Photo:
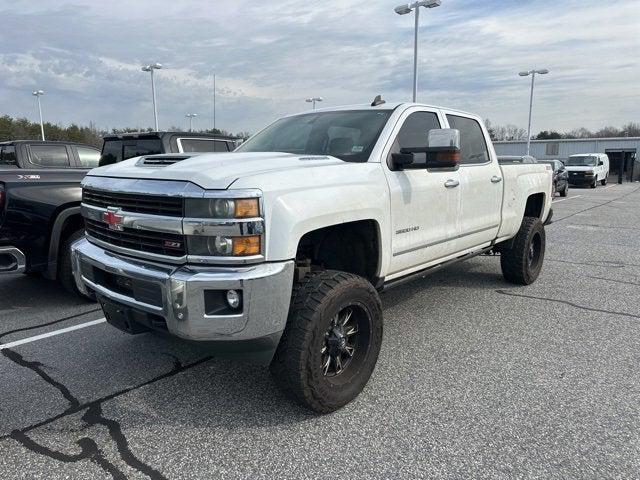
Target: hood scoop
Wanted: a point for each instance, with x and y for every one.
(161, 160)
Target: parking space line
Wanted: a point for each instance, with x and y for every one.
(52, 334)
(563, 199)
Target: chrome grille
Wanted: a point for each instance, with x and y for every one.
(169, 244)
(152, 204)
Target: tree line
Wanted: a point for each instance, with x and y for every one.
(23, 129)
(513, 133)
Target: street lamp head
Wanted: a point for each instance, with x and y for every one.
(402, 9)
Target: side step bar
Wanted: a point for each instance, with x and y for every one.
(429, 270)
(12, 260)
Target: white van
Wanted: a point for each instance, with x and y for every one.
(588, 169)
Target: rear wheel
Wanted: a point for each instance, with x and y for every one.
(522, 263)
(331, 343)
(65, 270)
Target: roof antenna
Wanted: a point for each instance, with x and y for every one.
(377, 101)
----------------
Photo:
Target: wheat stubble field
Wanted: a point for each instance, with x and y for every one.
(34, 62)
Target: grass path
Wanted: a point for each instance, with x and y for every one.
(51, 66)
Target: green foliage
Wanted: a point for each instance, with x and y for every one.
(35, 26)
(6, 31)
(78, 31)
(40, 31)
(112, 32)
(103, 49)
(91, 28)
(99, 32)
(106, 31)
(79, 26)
----------------
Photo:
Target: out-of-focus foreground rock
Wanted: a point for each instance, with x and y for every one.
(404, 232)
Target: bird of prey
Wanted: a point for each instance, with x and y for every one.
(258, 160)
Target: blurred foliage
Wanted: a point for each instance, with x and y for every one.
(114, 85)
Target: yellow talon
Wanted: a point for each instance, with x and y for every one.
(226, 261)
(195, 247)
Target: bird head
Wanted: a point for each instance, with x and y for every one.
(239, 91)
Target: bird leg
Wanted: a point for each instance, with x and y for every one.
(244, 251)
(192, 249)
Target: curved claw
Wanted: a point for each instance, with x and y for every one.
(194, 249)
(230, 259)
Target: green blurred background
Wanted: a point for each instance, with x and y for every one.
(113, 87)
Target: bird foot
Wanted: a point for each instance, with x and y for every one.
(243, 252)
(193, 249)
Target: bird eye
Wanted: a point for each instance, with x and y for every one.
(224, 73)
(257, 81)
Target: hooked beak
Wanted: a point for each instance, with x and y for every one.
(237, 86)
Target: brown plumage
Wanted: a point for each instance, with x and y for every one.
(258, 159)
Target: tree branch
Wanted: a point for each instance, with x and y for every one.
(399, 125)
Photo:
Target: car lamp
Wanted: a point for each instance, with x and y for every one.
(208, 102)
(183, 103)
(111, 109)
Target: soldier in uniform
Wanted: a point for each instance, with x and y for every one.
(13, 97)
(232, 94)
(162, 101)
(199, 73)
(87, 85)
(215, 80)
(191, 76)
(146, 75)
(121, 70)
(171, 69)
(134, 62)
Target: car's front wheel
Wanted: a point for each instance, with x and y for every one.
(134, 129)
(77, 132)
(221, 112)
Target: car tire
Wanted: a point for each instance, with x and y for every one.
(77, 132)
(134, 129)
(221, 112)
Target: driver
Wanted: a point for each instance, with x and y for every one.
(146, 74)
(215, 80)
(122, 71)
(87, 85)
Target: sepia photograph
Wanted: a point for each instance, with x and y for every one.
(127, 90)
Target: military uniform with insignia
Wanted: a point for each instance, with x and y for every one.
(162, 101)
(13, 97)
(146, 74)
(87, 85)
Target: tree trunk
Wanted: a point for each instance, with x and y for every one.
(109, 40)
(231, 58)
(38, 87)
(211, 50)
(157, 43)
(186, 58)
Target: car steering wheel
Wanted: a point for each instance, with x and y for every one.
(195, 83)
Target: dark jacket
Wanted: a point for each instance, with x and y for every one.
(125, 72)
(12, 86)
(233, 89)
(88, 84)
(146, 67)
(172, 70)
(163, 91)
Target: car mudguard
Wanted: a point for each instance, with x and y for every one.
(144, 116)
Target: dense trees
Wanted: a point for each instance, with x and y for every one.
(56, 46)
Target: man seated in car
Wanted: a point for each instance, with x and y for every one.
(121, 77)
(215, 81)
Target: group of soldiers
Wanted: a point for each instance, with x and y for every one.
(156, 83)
----------------
### WHAT IS BEING ASKED
Extract each line in the items above that contains the word "wheel", copying every such line in full.

### EXERCISE RESULT
Target: rear wheel
Target: car's front wheel
Target: car steering wheel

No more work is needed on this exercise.